** Selected passage follows **
CSUN Offers Course in Lactation Education


The American Academy of Pediatrics recommends that new mothers, whenever possible, breastfeed their babies exclusively for the first six months of life. But that’s easier said than done for a lot of women.

Associate professor Merav Efrat (right) working with one of her lactation education students.

Associate professor Merav Efrat (right) working with one of her lactation education students. Photo courtesy of Merav Efrat.

Societal norms and cultural misconceptions still make breastfeeding uncomfortable for some new mothers. While other women struggle to figure out how to successfully breastfeed, education can help. California State University, Northridge is now one of the few universities in the United States that offers lactation education courses to its undergraduate and graduate students.

“Breastfeeding is not normal for us as a society anymore,” said Merav Efrat, an associate professor in CSUN’s Department of Health Sciences who developed the curriculum for the undergraduate and graduate lactation educator training courses. “Women are embarrassed. They are worried they won’t make enough milk. Bottle feeding can seem easier and more acceptable. There are a lot of barriers, and knowledgeable healthcare professionals can help by answering questions and easing concerns. The problem is that  there’s also a lot of misinformation and general lack of knowledge, even among healthcare professionals. That’s where our course comes in.”

Efrat said the course was the first course worldwide to earn the designation of a Recognized Breastfeeding Course by the Lactation Education Accreditation and Approval Review Committee (LEAARC).  The course  is open to any CSUN junior, senior or graduate student is interested in getting trained as a lactation educator, as well as to members of the community, space permitting.

“One strategy for improving breastfeeding rates is to increase the number of healthcare professionals who posses basic breastfeeding knowledge,” she said, adding that the professionals do not necessarily have to work as a lactation educator.
** End of Selected passage **
** Information given follows **
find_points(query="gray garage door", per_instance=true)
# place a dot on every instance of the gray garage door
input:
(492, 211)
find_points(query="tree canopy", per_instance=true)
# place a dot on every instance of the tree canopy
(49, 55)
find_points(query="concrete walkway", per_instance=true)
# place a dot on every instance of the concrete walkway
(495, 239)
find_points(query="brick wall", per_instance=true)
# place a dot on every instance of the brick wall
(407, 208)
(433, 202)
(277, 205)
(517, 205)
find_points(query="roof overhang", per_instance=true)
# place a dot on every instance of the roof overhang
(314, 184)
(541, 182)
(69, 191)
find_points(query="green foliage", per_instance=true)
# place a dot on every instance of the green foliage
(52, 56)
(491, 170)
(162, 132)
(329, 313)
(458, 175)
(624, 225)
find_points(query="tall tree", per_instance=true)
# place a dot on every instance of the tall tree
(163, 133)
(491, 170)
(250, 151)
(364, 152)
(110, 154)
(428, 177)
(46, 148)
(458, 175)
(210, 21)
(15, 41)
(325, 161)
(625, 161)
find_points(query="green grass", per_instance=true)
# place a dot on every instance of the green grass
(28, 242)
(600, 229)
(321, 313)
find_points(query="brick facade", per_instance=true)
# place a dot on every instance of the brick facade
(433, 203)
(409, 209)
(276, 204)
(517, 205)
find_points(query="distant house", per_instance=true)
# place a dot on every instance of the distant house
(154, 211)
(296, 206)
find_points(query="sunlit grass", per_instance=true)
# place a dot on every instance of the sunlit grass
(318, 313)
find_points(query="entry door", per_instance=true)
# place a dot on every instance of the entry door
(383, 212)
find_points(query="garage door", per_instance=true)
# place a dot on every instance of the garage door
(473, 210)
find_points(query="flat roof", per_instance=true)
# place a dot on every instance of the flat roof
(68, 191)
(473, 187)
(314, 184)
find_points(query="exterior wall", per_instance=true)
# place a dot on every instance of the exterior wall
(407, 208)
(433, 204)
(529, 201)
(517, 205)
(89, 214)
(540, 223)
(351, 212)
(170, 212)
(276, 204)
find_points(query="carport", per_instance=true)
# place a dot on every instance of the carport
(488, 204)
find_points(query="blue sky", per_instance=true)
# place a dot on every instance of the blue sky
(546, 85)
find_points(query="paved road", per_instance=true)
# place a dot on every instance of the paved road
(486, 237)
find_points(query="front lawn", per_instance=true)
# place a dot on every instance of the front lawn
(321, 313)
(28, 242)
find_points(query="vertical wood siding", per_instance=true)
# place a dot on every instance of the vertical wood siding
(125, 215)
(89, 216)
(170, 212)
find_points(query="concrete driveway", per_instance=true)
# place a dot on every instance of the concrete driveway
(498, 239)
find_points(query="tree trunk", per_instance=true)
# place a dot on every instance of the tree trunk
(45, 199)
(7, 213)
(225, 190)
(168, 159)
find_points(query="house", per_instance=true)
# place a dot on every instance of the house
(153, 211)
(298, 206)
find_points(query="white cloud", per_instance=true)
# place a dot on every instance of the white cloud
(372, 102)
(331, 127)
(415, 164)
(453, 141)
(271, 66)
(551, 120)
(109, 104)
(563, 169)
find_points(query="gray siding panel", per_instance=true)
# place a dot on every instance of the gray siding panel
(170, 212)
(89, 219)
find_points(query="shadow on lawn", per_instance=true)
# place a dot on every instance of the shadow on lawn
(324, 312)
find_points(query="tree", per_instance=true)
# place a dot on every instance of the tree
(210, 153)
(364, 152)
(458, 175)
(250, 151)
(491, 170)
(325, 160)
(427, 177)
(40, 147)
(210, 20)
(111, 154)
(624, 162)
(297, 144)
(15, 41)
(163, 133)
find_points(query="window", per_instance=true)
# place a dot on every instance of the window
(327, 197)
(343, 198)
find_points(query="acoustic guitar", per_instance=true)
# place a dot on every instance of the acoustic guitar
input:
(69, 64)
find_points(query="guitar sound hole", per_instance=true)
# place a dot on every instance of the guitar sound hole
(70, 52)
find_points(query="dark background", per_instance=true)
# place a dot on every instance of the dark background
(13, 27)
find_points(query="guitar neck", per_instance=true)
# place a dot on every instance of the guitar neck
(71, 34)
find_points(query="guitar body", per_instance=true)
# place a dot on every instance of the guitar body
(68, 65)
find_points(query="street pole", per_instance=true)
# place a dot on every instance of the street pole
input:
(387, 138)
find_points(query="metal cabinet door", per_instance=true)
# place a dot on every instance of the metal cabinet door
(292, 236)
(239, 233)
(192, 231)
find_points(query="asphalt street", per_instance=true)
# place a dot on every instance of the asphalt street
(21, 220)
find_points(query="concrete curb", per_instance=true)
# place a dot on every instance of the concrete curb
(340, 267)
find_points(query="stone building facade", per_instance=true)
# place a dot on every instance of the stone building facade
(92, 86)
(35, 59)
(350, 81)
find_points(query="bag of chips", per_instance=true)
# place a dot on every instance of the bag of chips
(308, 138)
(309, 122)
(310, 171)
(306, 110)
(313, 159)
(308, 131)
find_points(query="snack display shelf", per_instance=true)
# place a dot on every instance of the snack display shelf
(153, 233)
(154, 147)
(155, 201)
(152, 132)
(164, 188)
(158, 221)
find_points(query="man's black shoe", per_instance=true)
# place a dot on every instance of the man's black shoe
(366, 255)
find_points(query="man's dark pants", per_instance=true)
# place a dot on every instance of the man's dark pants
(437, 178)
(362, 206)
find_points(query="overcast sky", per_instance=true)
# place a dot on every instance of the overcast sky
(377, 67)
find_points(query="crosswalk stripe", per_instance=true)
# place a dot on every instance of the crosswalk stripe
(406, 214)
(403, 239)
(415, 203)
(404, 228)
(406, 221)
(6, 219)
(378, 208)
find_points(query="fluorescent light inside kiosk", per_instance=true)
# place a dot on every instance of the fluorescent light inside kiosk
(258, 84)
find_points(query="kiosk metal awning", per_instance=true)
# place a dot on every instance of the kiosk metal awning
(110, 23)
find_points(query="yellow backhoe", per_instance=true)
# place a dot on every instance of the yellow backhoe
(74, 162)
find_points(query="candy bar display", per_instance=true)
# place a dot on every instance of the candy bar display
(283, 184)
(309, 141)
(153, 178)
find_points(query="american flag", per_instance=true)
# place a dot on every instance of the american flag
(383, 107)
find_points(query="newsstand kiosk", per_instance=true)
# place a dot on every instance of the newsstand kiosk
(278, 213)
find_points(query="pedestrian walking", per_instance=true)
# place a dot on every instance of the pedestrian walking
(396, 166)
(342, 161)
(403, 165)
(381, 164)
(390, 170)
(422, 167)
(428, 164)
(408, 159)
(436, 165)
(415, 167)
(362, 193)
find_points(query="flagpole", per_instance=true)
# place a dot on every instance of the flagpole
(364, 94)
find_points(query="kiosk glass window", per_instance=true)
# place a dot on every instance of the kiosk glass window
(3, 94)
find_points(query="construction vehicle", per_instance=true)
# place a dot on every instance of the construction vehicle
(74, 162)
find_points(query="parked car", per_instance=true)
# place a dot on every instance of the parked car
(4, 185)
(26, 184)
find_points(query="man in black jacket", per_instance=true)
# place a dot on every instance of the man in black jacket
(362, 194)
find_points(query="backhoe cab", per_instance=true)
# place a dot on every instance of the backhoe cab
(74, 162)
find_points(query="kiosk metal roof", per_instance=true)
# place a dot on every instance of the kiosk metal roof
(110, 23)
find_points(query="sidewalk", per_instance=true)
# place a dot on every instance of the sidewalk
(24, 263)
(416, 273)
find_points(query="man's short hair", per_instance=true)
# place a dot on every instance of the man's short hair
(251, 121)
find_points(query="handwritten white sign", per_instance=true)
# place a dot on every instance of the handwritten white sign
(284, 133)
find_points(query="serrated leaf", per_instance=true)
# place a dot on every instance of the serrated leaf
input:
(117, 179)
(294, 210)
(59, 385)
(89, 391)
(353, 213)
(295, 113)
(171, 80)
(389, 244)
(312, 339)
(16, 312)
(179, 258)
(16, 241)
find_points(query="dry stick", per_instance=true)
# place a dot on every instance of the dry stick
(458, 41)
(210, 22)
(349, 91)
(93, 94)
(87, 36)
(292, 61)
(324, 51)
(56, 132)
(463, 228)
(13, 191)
** End of Information given **
### Complete the following:
1/ In the CSUN lactation course article, which committee named the course a Recognized Breastfeeding Course?
2/ From the CSUN lactation course article, print word for word the passage that begins with the words "CSUN Offers Course" and stops after "lot of women.".

### Solutions to each task:
1/ The Lactation Education Accreditation and Approval Review Committee (LEAARC).

2/
CSUN Offers Course in Lactation Education


The American Academy of Pediatrics recommends that new mothers, whenever possible, breastfeed their babies exclusively for the first six months of life. But that’s easier said than done for a lot of women.